* _REQUIREMENT_: Could you reproduce every record below exactly as it stands?
--- GIVEN DATA ---
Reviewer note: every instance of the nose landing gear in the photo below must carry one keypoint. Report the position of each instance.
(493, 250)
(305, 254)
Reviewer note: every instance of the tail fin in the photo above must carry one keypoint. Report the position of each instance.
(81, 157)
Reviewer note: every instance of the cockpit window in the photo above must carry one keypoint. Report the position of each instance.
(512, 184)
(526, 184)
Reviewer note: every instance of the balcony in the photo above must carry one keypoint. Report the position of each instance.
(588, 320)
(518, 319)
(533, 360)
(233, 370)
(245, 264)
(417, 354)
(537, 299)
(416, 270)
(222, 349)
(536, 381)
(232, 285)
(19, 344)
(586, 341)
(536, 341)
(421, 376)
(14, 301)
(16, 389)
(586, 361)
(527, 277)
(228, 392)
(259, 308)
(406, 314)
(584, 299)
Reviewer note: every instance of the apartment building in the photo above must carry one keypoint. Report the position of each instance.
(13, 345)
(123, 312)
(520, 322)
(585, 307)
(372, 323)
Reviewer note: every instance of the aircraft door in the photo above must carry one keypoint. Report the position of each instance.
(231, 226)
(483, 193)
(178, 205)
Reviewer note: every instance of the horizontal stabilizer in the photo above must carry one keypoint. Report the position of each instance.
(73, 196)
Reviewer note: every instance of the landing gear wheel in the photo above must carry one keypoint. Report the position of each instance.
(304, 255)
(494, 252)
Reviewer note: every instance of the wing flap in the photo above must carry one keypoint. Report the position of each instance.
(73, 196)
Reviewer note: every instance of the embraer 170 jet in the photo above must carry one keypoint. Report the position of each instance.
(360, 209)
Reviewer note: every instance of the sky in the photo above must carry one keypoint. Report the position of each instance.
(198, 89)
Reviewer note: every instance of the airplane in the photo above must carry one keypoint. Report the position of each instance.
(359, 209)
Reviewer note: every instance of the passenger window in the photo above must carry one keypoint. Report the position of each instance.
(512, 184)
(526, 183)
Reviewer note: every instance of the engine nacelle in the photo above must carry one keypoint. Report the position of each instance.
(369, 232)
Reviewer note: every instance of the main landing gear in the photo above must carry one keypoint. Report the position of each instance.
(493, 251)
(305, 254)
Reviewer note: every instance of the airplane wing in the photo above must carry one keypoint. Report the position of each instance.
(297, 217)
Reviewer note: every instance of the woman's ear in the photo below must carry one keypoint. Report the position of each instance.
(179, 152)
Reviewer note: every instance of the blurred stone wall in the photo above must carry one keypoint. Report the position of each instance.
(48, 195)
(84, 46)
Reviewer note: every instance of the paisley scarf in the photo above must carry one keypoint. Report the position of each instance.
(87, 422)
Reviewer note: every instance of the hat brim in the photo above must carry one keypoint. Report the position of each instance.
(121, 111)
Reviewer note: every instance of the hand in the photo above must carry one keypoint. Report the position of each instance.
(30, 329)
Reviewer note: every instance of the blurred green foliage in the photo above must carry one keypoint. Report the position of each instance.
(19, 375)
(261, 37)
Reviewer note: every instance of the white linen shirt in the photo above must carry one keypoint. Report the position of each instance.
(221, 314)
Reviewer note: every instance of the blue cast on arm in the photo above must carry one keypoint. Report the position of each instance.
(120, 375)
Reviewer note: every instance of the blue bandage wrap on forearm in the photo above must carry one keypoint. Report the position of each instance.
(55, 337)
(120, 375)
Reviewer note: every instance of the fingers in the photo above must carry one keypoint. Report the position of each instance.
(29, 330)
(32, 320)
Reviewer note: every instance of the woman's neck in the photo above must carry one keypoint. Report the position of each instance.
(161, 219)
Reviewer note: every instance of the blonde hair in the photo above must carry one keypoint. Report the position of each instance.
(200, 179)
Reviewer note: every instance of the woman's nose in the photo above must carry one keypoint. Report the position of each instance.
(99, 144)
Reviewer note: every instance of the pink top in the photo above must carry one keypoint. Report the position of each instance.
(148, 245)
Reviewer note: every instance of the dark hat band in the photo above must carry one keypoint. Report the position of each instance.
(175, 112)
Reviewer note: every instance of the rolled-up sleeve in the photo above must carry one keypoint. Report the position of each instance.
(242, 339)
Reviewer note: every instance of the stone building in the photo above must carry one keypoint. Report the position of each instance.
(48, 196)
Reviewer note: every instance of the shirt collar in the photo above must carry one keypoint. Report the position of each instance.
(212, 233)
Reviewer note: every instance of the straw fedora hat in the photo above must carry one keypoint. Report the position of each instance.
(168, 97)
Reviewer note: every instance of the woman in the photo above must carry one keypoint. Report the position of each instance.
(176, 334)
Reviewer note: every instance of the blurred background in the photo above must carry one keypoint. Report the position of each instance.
---
* _ANSWER TO THIS TASK_:
Reviewer note: every instance of the nose landing gear in the photo below must carry one keypoint. Report the position of each instance.
(493, 250)
(305, 254)
Reviewer note: every instance of the tail fin in the photo above must carry one keypoint. Report the position of each instance.
(81, 157)
Reviewer note: every instance of the cockpit window in the photo above must carry one keypoint. Report the position of each instance.
(512, 184)
(526, 184)
Reviewer note: every instance of the balcony in the photo above must carry one keypoint. Report the position of each instance.
(588, 320)
(518, 319)
(533, 360)
(233, 370)
(245, 264)
(417, 354)
(537, 299)
(416, 270)
(222, 349)
(536, 381)
(232, 285)
(19, 344)
(586, 341)
(536, 341)
(421, 376)
(14, 301)
(16, 389)
(586, 361)
(527, 277)
(228, 392)
(259, 308)
(406, 314)
(584, 299)
Reviewer note: every instance of the apartment building in the photo above must carry one keypoint. Report the position of each instance.
(13, 345)
(123, 312)
(520, 322)
(585, 307)
(372, 323)
Reviewer note: every instance of the aircraft door in the photo above must carry one keypoint. Report the position of each instance.
(231, 226)
(483, 193)
(178, 205)
Reviewer note: every instance of the horizontal stabilizer in the photo above must carry one keypoint. Report the position of each instance.
(73, 196)
Reviewer note: every instance of the landing gear wheel in the photo above must carry one keypoint. Report the position of each instance.
(304, 255)
(494, 252)
Reviewer note: every instance of the wing flap in the photo above must carry one keypoint. Report the position of each instance.
(73, 196)
Reviewer note: every instance of the embraer 170 jet in the photo above must carry one keypoint. Report the position of each instance.
(360, 209)
Reviewer note: every instance of the sky in the photo above must carry one keypoint. Report the position of each instance.
(198, 89)
Reviewer note: every instance of the airplane in the photo above must carry one keypoint. Report the position of each instance.
(359, 209)
Reviewer note: every instance of the passenger window in the photo above must carry one keypoint. Report the position of each instance.
(512, 184)
(526, 183)
Reviewer note: every instance of the engine nacelle in the photo above must carry one keypoint. Report the position of each instance.
(369, 232)
Reviewer note: every instance of the main landing gear in the photo above must carry one keypoint. Report the position of each instance.
(493, 251)
(305, 254)
Reviewer note: every instance of the airplane wing in the photo above must carry one keypoint. Report the position of each instance.
(297, 217)
Reviewer note: every instance of the woman's ear in the photo below must carry one keypoint. Report the position of each instance.
(179, 152)
Reviewer note: every instance of the blurred stone wall in the photo above must carry one keypoint. Report the position of each instance.
(48, 195)
(84, 46)
Reviewer note: every instance of the paisley scarf in the photo above must carry one keypoint. Report the position of each instance.
(87, 422)
Reviewer note: every instance of the hat brim in the photo above must carry one keypoint. Report the position of each instance.
(121, 111)
Reviewer note: every instance of the hand in the photo above must carry one keypoint. Report the position of each instance.
(30, 329)
Reviewer note: every instance of the blurred green foliage in the photo above must carry one keypoint. Report the position of each instance.
(19, 375)
(261, 37)
Reviewer note: every instance of the white linen shirt in the photo above must carry one keypoint. Report the position of each instance.
(221, 314)
Reviewer note: every instance of the blue cast on arm in the photo above must carry one keypoint. Report the position of each instance.
(120, 375)
Reviewer note: every instance of the blue bandage wrap on forearm in the photo above must carry one keypoint. Report the position of each instance.
(55, 337)
(120, 375)
Reviewer note: every instance of the fingers in the photo above must carry one keypoint. Report the position of each instance.
(29, 330)
(32, 320)
Reviewer note: every instance of the woman's neck in the photo above must carry one keypoint. Report the position of each instance.
(161, 219)
Reviewer note: every instance of the blonde hair in the photo above must carry one keypoint. Report the position of each instance.
(200, 179)
Reviewer note: every instance of the woman's nose in the photo above must carry one keypoint. Report the position of each instance.
(99, 144)
Reviewer note: every instance of the pink top in the photo above must carry one keypoint. Report the position of each instance.
(148, 245)
Reviewer note: every instance of the dark hat band in the photo above must carry one keypoint. Report the position of each instance.
(175, 112)
Reviewer note: every instance of the rolled-up sleeve in the photo above must carry one keypoint. Report the position of each instance.
(242, 339)
Reviewer note: every instance of the stone building in the photo above must carry one keypoint. Report the position of each instance.
(48, 196)
Reviewer note: every instance of the shirt collar in the photo above must carry one keypoint. Report the position of each instance.
(212, 233)
Reviewer note: every instance of the straw fedora hat in the photo above must carry one keypoint. Report the position of each instance.
(168, 97)
Reviewer note: every instance of the woman in the photo above must carry one keypoint. Report the position of each instance.
(176, 334)
Reviewer note: every instance of the blurred background in the photo above must carry one keypoint. Report the position of each instance.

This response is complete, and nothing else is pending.